OBJETIVO: Por favor, indica cuántas líneas de las entradas contienen la cadena "bbox". Responde solo con el número.
__________________________________________________
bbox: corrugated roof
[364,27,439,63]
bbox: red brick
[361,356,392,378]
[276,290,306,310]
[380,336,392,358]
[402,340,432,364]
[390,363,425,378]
__________________________________________________
RESULTADO CORRECTO: 2